• [TASK BRIEF]
Leave out the images; return the rest of the data exactly.

• [SUPPLIED DATA]
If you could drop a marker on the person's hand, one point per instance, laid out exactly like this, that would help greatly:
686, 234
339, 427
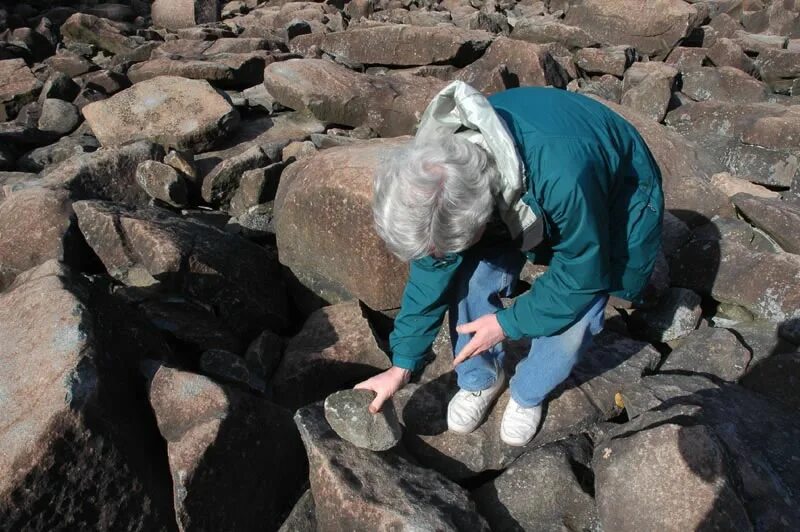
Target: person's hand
384, 385
486, 333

• [THE COMPLETED TASK]
If you could drop a marker on the person's hand, one point per instance, laid out exactly like this, that would help greatly:
686, 234
339, 427
Target: person's hand
384, 385
486, 333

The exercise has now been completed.